Produce the full set of records below once more, exactly as they stand.

··· DATA TO EXAMINE ···

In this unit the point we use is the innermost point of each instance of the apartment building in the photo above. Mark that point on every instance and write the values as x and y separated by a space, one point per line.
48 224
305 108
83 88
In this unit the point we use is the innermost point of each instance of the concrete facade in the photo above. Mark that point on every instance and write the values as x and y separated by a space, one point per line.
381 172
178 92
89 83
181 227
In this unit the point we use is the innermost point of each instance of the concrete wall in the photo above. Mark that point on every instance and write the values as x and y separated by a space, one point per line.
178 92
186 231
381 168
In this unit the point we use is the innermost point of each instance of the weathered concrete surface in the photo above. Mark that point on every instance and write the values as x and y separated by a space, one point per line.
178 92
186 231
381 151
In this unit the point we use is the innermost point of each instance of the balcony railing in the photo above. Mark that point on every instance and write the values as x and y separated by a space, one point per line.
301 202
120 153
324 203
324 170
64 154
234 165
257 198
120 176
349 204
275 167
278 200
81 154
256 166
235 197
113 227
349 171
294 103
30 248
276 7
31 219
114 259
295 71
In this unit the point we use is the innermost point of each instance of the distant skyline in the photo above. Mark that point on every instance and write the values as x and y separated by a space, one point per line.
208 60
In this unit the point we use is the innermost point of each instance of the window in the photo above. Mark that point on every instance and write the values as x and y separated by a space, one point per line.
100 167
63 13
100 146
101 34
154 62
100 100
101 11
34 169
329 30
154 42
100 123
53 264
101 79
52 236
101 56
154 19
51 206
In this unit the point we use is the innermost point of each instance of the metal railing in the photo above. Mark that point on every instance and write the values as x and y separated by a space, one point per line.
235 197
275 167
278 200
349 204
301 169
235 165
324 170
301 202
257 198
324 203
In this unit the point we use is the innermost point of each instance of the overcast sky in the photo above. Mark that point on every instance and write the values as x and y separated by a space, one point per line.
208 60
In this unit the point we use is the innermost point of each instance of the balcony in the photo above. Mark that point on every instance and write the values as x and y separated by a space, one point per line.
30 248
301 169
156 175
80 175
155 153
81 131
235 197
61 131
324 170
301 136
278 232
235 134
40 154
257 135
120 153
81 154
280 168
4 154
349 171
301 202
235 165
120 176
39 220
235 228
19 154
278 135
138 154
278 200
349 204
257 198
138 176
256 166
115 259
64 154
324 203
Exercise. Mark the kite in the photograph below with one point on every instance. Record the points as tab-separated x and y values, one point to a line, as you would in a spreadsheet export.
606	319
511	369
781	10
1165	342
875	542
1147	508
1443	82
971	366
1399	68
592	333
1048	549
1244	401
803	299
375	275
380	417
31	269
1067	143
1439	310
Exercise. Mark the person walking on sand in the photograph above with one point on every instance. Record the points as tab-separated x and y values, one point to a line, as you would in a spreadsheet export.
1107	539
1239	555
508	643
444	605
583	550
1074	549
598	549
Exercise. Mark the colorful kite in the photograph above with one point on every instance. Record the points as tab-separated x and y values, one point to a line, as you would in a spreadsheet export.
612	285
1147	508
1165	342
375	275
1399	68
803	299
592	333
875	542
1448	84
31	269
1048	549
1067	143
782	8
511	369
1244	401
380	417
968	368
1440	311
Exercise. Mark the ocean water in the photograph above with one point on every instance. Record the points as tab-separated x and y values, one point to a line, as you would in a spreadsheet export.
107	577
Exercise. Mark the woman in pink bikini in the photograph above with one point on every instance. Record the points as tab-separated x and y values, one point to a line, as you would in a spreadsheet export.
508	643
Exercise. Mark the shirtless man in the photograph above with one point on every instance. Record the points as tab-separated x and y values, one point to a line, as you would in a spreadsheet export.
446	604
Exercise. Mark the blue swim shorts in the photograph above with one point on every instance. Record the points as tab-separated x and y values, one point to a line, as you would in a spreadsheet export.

···

**EXERCISE SOLUTION:**
In this unit the point we use is the innermost point of each instance of the apartment building in the photo above. Mark that point on every instance and write the values as x and y separated by a space, one point per line.
48 224
305 108
83 88
In this unit the point we use is the innermost point of each instance of the concrete facade in the photo above. Mark that point on every instance and write the values as x and y separated by a space, one point per line.
381 172
178 92
89 83
181 227
In this unit the point we use is the innermost point of each instance of the concrete wall in the photo above. Mark that point on every instance and write the values as x and y separated by a space, one point per line.
178 92
186 231
381 168
In this unit the point we use is the innermost point of each instance of the weathered concrete surface in the photo above. Mark that point on every instance and write the values as x and y separated by a space, one point per line.
178 92
186 231
381 151
In this unit the point we use is the innermost point of each instance of the balcony railing in the photo above. Mark that point on every instance and write the values as x and y separated by a space, one point per line.
301 202
120 153
324 203
324 170
64 154
234 165
257 198
120 176
349 204
275 167
278 200
81 154
256 166
235 197
113 227
349 171
294 103
30 248
276 7
31 219
114 259
295 71
In this unit the point we use is the innermost point of each instance of the distant skyline in the photo above. Mark that point on every instance and write the values as x and y separated by a space, one point per line.
208 60
In this unit the point we use is the innermost point of each instance of the window in the photo above. Mark that point on every instance and write the values as x and y separated by a space, one point per line.
100 167
63 13
100 146
101 34
154 62
100 100
101 11
34 169
329 30
154 42
100 123
53 264
101 79
52 236
101 56
154 19
51 206
In this unit the point we use is the innermost point of each instance of the metal railing in the photo above. Mark that point on every instance and write the values as x and y separated by a space, one point per line.
235 197
275 167
278 200
349 204
301 169
235 165
324 170
301 202
257 198
324 203
In this unit the point we use is the innermost point of each instance of the overcast sky in the photo above. Mark that point on every instance and write the values as x and y separated by a space, one point per line.
208 60
In this unit the point we use is the innermost point of each instance of the balcony in the photo above. Mark that point on every instance and write the values as x and y separated by a space, one point per line.
30 248
301 169
156 175
80 175
155 153
81 131
235 197
61 131
324 170
301 136
278 232
235 134
40 154
257 135
120 153
81 154
280 168
4 154
349 171
301 202
235 165
120 176
39 220
235 228
19 154
278 135
138 154
278 200
349 204
257 198
138 176
256 166
115 259
64 154
324 203
Exercise. Mark the kite in the photograph below with one point on every instance. Record the points as tab-separated x and y values, one point to a line, as you would in a spreadsheet export.
606	319
511	369
781	10
1165	342
875	542
1147	508
1443	82
971	366
1399	68
592	333
1048	549
1244	401
803	299
375	275
380	417
31	269
1067	143
1439	310
Exercise. Mark the person walking on sand in the photograph above with one point on every instance. Record the points as tab-separated x and y values, one point to a line, as you would in a spreadsheet export.
1107	539
1239	555
508	643
444	605
583	550
1074	549
598	549
Exercise. Mark the colorful kite in the photograph above with one point on every instance. Record the points as tab-separated x and y values, one point to a line, as you would in a spreadsheet export.
612	285
1147	508
1165	342
375	275
1399	68
803	299
592	333
875	542
1448	84
31	269
1048	549
1067	143
782	8
511	369
1244	401
380	417
968	368
1440	311
Exercise. Mark the ocean water in the photograph above with one point on every instance. Record the points as tab-separated x and y values, one point to a line, as you would in a spreadsheet export.
107	577
Exercise. Mark the woman in pink bikini in the photograph above with one point on every instance. Record the points as tab-separated x and y values, one point to a line, as you would in a spreadsheet export.
508	643
Exercise. Mark the shirtless man in the photograph above with one point on every instance. Record the points as tab-separated x and y values, one point to a line, as you would in a spreadsheet export.
446	604
Exercise. Mark the blue swim shorts in the photograph above with one point on every instance. Record the points as tab-separated x and y values, one point to a line, as you would in a spreadsheet export.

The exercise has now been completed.